**Exercise brief**
With the pictures left out, copy the listing below exactly.

**Record extracts**
________
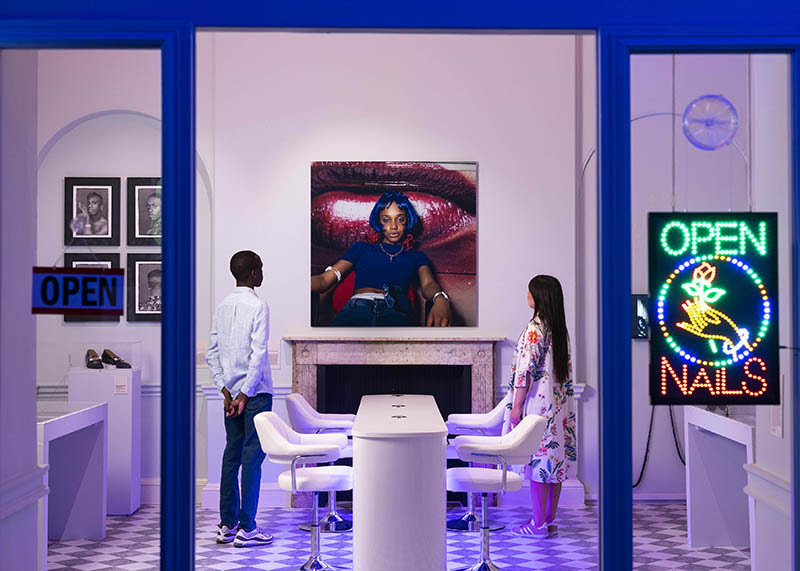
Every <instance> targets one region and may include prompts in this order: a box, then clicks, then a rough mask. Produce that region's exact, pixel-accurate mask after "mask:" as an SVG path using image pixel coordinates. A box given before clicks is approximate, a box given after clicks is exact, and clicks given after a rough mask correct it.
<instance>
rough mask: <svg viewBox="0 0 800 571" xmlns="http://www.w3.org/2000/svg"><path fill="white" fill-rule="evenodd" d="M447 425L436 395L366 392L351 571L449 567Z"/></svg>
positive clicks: (363, 406)
mask: <svg viewBox="0 0 800 571" xmlns="http://www.w3.org/2000/svg"><path fill="white" fill-rule="evenodd" d="M446 438H447V427H446V426H445V423H444V420H443V419H442V416H441V414H440V413H439V409H438V407H437V406H436V401H435V400H434V399H433V397H432V396H430V395H368V396H364V397H362V399H361V405H360V406H359V408H358V413H357V414H356V421H355V424H354V425H353V470H354V472H353V571H375V570H376V569H380V570H381V571H407V570H408V569H414V570H415V571H444V570H445V569H446V568H447V567H446V544H445V531H446V527H445V516H446V513H445V512H446V493H447V491H446V483H445V468H446V466H445V452H446V449H447V441H446Z"/></svg>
________
**Expected output**
Every <instance> targets one region and may include prompts in this order: a box, then clicks, then a rough mask. Produce that region's exact, pixel-accurate mask after "mask:" as an SVG path using image pixel coordinates. A box given before clicks is approximate, a box given after clicks is exact, and clicks given after a rough mask correct it.
<instance>
rough mask: <svg viewBox="0 0 800 571" xmlns="http://www.w3.org/2000/svg"><path fill="white" fill-rule="evenodd" d="M447 425L436 395L366 392L351 571L449 567Z"/></svg>
positive clicks: (363, 406)
mask: <svg viewBox="0 0 800 571" xmlns="http://www.w3.org/2000/svg"><path fill="white" fill-rule="evenodd" d="M446 438H447V427H446V426H445V423H444V420H443V419H442V416H441V414H440V413H439V409H438V407H437V406H436V401H435V400H434V399H433V397H432V396H430V395H368V396H364V397H362V399H361V405H360V406H359V408H358V413H357V414H356V421H355V424H354V425H353V470H354V472H353V571H375V570H376V569H380V570H381V571H407V570H408V569H414V570H415V571H444V570H445V569H446V568H447V567H446V544H445V531H446V527H445V516H446V513H445V512H446V493H447V491H446V483H445V468H446V466H445V452H446V449H447V441H446Z"/></svg>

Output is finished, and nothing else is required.